__PROVIDED INFORMATION__:
....

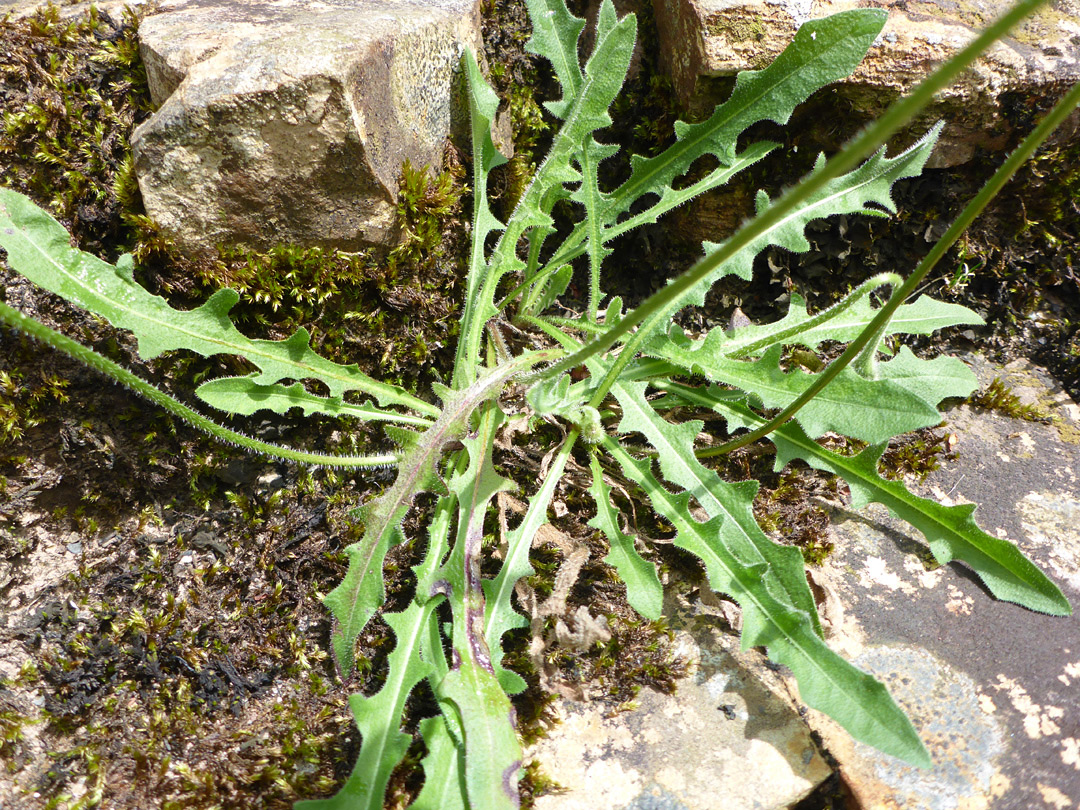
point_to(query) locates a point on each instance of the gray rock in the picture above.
(703, 39)
(288, 121)
(991, 687)
(726, 739)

....

__THE TASK__:
Copy the data above word for word, leaving out the picture.

__ANSWER BELOW__:
point_to(query) locates a point on each instance of the gray rock in the picture above.
(703, 39)
(288, 121)
(991, 687)
(726, 739)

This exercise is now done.